> _Problem_:
Because the copy must hold no pictures, return the data below with all of its words intact.
--- START ---
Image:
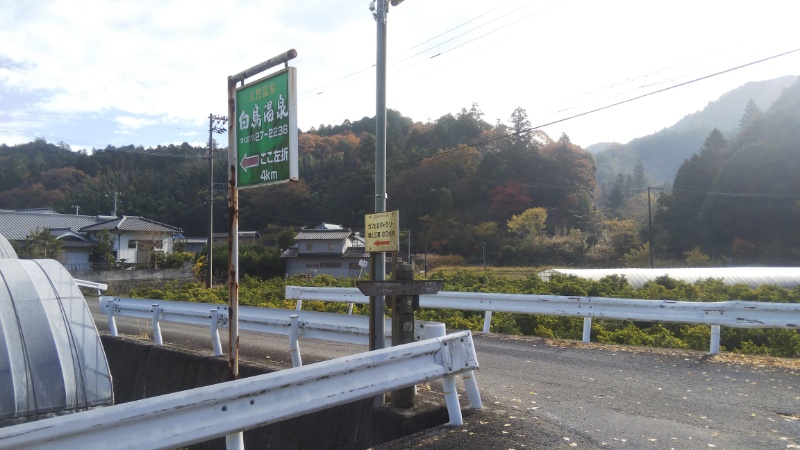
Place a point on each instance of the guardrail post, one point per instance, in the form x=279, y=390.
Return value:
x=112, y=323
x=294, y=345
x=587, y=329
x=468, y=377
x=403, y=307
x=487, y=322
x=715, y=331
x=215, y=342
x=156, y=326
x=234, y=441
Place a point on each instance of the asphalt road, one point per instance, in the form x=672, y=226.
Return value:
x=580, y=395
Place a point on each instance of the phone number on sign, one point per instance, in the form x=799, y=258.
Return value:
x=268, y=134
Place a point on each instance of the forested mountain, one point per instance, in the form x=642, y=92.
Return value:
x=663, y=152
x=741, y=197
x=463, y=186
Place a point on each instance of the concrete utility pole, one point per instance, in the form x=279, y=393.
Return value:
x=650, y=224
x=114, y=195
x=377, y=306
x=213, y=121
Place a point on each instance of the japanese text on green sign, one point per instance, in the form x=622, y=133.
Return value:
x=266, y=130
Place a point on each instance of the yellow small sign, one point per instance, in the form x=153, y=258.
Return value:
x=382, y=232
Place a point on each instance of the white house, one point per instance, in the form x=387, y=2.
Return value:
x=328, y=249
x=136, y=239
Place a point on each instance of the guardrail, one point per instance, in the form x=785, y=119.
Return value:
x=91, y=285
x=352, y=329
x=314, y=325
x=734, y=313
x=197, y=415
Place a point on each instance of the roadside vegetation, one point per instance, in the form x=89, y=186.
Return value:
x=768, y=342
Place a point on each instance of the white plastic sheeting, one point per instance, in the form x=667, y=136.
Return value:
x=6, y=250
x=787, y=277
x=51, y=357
--- END ---
> _Answer area_:
Image:
Place a point on each instance of the guardrail post, one point per instance, in the form x=279, y=390.
Return value:
x=112, y=323
x=294, y=345
x=587, y=329
x=468, y=377
x=403, y=307
x=487, y=322
x=715, y=331
x=215, y=342
x=156, y=326
x=234, y=441
Place a point on each instance of the asphalt road, one point per instance, in the form x=672, y=226.
Return value:
x=580, y=395
Place a point on each instance of the phone number on sign, one point per instance, in the form x=799, y=258.
Return value:
x=268, y=134
Place a point on each instance of the forested mountain, one point per instance, in the form x=642, y=92.
Return value:
x=663, y=152
x=741, y=197
x=463, y=186
Place a point on each instance of the concrete utility pole, one point per instance, in the form x=279, y=393.
Return value:
x=650, y=224
x=114, y=195
x=377, y=306
x=213, y=121
Place a point on each instance of the japanese text on green sign, one point per instance, in the form x=622, y=133.
Return value:
x=266, y=130
Place a point on each instance of the yellow small sign, one point per instance, in the form x=153, y=258.
Return value:
x=382, y=232
Place a point on each instance of the white house, one point per instance, in the form x=387, y=2.
Return value:
x=328, y=249
x=136, y=239
Place a point on each instance of the guardrail, one point per instance, in the form x=785, y=119.
Return value:
x=91, y=285
x=352, y=329
x=314, y=325
x=734, y=313
x=197, y=415
Place a point on each instance of the roadside vegetation, one point per instance, in the form x=89, y=186.
Return value:
x=768, y=342
Place a point on each instance of the white plastic sheeting, one point per instance, in the form x=667, y=136.
Return value:
x=6, y=250
x=787, y=277
x=51, y=357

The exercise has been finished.